(Items from a dataset)
Content starts

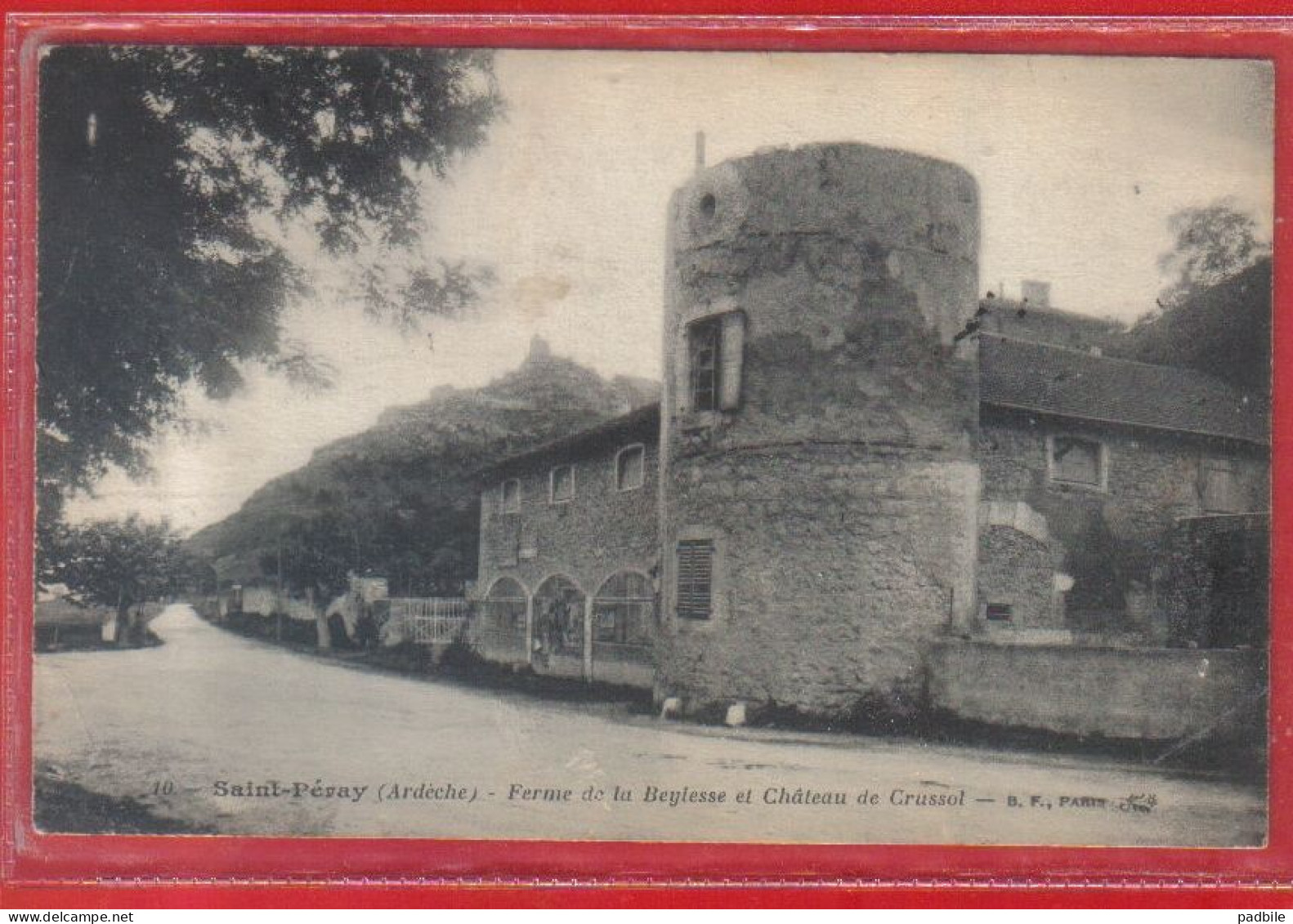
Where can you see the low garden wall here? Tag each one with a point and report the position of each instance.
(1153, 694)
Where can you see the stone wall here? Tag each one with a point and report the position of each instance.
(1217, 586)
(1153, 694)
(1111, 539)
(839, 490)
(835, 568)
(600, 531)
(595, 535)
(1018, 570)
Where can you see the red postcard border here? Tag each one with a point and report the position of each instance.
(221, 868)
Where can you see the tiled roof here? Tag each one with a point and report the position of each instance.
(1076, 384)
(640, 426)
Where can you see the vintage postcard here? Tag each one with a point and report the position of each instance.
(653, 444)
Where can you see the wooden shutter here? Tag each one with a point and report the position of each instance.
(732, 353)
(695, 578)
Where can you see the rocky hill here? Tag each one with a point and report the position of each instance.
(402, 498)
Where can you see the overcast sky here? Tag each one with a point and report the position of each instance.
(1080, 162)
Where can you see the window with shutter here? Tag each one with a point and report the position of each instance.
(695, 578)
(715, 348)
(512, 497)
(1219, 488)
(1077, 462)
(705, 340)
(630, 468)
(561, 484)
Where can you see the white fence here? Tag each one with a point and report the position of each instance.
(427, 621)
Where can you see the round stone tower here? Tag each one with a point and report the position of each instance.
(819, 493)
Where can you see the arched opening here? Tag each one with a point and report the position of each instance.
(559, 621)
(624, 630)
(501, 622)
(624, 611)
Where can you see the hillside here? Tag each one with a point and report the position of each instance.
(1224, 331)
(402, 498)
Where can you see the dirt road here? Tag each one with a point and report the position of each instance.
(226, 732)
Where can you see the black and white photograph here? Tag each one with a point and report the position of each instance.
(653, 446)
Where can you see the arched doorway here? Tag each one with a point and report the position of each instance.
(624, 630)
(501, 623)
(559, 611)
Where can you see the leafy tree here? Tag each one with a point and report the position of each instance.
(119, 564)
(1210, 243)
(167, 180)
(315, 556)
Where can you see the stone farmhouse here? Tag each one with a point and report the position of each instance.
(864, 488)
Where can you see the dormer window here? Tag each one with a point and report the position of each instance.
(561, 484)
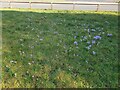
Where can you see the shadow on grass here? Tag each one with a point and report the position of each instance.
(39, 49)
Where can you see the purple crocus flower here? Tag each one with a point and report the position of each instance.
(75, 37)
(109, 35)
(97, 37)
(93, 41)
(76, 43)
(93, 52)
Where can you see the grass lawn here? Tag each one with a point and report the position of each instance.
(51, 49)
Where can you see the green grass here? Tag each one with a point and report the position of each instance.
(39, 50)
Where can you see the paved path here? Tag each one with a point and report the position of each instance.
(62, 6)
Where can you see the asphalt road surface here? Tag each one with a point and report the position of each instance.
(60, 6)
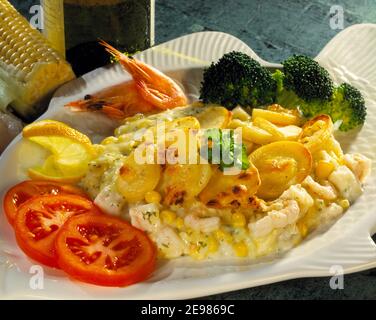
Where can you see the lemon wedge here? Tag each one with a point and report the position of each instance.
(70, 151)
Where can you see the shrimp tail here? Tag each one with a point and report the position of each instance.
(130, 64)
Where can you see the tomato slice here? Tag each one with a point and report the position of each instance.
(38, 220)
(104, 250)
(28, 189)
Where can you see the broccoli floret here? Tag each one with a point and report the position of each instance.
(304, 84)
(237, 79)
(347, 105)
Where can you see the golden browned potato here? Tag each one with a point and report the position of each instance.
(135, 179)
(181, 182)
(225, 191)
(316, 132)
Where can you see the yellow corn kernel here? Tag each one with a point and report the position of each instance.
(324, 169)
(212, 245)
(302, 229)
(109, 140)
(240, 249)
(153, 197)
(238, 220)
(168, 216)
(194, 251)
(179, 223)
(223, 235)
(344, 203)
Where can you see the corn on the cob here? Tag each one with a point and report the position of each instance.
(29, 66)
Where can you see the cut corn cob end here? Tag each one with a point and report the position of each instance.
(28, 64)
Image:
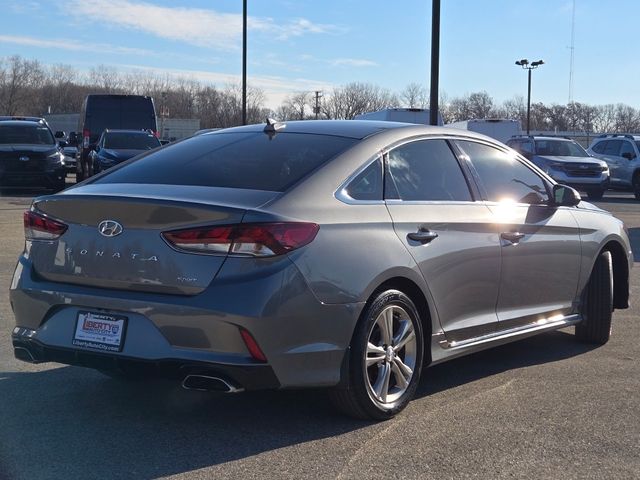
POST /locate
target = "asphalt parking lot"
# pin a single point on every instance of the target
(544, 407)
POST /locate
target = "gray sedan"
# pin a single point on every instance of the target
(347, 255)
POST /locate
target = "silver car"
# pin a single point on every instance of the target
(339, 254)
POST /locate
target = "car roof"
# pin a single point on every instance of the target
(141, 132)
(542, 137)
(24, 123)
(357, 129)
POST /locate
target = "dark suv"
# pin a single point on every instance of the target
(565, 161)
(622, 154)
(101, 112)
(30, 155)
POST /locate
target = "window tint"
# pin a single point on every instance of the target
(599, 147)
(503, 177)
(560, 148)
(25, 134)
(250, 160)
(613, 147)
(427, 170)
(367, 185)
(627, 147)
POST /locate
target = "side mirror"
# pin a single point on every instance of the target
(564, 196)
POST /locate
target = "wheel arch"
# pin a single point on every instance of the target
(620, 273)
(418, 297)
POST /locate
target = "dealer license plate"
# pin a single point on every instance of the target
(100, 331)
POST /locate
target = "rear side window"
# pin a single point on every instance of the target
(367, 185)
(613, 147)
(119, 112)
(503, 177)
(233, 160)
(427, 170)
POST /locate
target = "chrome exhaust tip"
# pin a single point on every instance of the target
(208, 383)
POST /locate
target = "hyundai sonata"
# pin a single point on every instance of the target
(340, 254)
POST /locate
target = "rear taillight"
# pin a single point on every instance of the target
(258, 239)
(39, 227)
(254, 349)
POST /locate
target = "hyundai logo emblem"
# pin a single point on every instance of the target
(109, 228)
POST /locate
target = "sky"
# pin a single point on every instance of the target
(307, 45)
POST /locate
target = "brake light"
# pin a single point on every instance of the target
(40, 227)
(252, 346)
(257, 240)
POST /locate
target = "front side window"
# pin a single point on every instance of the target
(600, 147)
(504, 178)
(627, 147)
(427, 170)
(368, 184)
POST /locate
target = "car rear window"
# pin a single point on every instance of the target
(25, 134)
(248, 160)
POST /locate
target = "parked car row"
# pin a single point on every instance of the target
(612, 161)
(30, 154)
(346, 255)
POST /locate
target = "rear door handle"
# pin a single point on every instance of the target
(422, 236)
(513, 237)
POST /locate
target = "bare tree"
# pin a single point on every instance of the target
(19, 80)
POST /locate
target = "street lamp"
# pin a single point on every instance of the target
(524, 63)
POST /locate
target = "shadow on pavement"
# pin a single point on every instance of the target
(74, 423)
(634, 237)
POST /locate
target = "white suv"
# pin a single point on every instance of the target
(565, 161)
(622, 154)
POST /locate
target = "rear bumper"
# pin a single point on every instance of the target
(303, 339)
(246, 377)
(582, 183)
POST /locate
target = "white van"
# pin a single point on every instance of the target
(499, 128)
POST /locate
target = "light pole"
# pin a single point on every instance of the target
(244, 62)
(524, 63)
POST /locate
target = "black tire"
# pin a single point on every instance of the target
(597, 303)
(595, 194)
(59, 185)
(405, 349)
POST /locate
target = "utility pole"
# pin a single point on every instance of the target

Content ends
Content starts

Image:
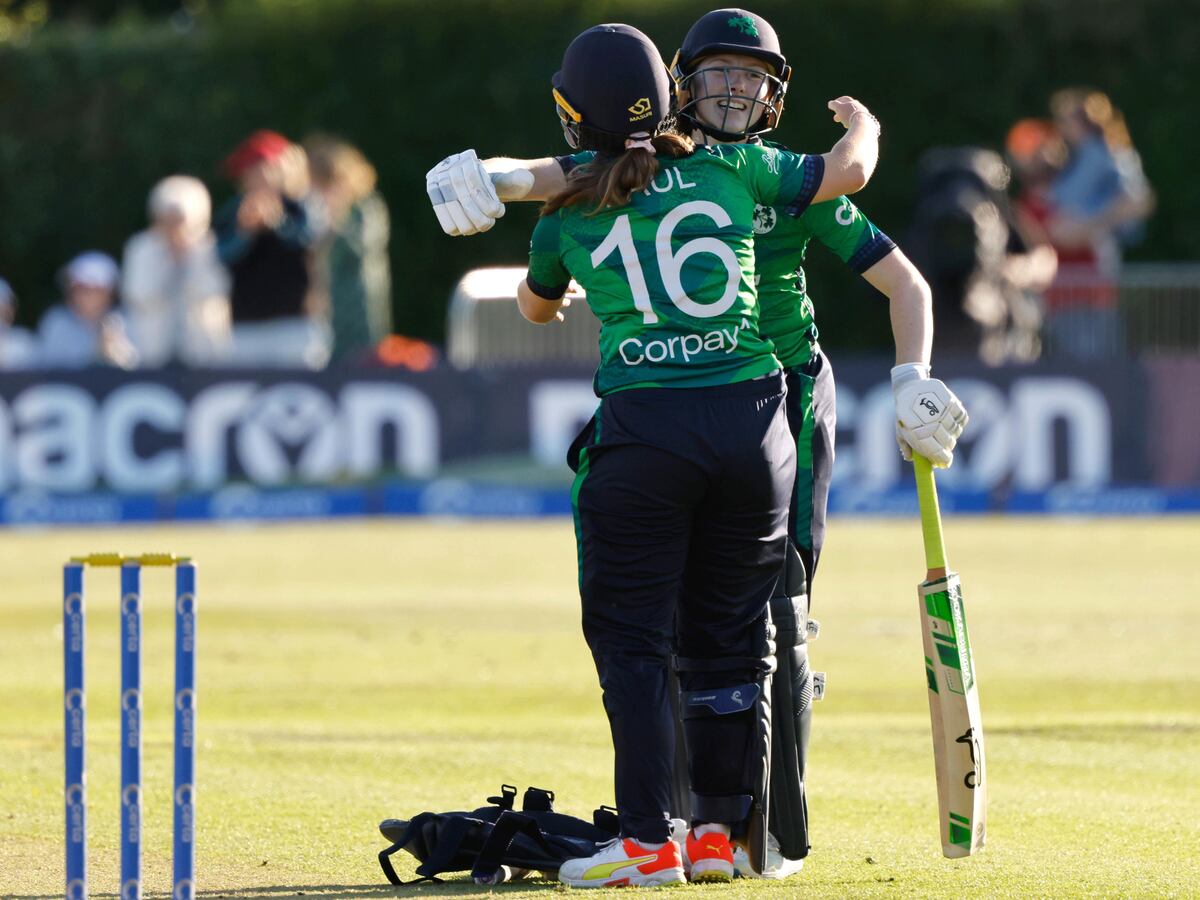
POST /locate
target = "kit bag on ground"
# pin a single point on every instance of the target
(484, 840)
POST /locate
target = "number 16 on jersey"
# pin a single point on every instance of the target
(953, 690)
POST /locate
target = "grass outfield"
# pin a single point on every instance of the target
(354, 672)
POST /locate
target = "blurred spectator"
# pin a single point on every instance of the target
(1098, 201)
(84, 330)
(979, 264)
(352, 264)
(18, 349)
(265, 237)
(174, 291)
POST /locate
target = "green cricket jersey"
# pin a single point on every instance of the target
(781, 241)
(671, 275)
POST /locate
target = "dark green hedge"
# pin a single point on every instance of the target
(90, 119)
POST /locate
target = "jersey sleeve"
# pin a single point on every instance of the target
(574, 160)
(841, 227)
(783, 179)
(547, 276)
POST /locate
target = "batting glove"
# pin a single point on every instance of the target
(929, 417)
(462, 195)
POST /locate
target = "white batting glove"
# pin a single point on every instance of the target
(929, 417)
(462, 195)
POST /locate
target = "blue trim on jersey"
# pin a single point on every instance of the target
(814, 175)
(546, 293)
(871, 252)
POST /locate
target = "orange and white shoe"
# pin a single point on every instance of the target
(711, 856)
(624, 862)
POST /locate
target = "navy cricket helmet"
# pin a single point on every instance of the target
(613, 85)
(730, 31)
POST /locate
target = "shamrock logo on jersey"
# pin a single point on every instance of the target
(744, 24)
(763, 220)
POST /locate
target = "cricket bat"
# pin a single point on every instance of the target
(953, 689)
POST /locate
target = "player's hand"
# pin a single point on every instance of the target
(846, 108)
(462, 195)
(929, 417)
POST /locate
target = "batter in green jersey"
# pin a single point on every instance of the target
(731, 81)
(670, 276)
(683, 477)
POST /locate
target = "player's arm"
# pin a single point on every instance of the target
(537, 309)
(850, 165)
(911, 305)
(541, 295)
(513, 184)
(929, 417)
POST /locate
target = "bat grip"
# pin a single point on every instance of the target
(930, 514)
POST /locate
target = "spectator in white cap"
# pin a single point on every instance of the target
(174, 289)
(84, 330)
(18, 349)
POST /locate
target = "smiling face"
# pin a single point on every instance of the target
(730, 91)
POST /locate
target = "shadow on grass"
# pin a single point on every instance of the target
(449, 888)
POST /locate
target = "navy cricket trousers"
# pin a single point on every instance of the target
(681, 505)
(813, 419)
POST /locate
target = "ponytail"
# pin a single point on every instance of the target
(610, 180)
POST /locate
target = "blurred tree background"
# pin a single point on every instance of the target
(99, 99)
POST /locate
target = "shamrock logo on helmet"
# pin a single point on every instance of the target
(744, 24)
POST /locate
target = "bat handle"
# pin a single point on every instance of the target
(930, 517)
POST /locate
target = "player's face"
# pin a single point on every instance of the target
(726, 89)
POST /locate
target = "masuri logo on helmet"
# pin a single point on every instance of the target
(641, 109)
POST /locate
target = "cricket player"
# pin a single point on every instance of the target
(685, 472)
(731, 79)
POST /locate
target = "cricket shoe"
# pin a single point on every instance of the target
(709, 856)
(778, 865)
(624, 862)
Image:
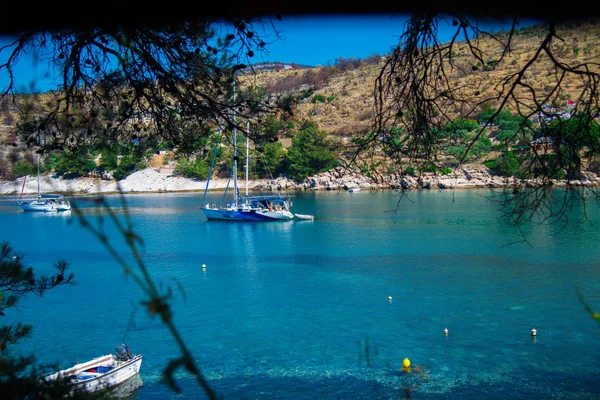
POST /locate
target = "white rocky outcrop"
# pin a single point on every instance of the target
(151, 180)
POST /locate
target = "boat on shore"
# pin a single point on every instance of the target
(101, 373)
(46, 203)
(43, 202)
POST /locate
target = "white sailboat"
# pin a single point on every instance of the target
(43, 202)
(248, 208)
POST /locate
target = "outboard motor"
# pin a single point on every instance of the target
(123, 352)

Content ends
Content starts

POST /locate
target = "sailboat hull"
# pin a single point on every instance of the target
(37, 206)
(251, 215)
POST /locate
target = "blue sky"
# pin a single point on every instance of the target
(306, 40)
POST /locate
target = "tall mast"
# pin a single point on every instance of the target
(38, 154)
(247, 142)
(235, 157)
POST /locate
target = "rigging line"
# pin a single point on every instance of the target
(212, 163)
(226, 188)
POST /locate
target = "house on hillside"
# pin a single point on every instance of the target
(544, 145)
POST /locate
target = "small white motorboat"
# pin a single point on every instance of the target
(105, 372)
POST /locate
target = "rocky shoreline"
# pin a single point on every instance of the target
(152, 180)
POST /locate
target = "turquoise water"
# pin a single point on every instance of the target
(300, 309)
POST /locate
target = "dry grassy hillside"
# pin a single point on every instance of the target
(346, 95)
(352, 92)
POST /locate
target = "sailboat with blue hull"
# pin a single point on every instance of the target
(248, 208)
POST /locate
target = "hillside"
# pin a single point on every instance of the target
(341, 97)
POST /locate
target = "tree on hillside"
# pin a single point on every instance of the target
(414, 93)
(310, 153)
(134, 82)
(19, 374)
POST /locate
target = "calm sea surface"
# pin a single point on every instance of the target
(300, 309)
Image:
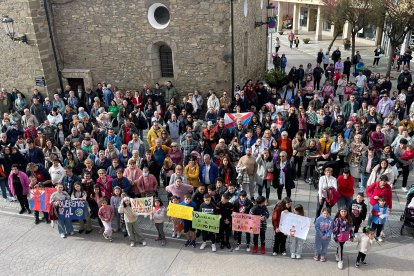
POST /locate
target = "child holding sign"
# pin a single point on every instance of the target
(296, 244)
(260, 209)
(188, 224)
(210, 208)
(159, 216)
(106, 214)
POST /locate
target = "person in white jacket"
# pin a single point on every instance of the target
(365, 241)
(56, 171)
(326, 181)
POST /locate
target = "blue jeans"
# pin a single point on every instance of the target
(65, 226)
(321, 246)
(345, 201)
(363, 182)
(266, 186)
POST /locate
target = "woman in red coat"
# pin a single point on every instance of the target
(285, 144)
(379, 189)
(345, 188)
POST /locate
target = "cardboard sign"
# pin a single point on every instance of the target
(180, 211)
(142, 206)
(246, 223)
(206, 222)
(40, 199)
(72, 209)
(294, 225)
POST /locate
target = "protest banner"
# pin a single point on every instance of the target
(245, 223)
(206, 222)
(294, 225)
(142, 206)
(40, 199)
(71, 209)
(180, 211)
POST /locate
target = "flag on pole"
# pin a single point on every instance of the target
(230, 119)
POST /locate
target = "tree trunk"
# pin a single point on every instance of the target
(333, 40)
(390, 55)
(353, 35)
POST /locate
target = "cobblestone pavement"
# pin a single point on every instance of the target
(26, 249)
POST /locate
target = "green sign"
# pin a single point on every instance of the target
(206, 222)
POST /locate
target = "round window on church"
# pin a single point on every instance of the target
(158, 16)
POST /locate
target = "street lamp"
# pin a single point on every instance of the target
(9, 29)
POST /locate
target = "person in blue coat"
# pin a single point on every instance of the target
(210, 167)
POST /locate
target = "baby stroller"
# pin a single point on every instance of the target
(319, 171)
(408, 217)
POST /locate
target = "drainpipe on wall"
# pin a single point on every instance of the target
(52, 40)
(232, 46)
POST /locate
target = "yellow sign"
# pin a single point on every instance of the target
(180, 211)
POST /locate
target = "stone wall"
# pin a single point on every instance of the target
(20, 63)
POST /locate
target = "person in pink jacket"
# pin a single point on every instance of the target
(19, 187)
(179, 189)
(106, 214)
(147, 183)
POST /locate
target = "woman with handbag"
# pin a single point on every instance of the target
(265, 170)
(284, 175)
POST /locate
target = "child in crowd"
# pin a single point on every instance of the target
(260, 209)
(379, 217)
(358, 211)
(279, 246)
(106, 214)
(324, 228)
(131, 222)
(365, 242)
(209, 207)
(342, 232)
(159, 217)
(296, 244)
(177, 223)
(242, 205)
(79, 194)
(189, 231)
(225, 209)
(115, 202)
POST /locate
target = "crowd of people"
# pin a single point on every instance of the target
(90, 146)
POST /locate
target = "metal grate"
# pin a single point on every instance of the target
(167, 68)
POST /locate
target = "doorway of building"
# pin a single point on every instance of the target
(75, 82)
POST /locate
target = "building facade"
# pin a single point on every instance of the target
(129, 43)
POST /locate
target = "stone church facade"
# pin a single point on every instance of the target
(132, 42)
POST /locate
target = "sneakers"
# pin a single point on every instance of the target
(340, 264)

Content ends

:: WORK REQUIRED ::
Check each line above for the word "hyundai" and give the number of lines that have it, nothing else.

:: RESULT ::
2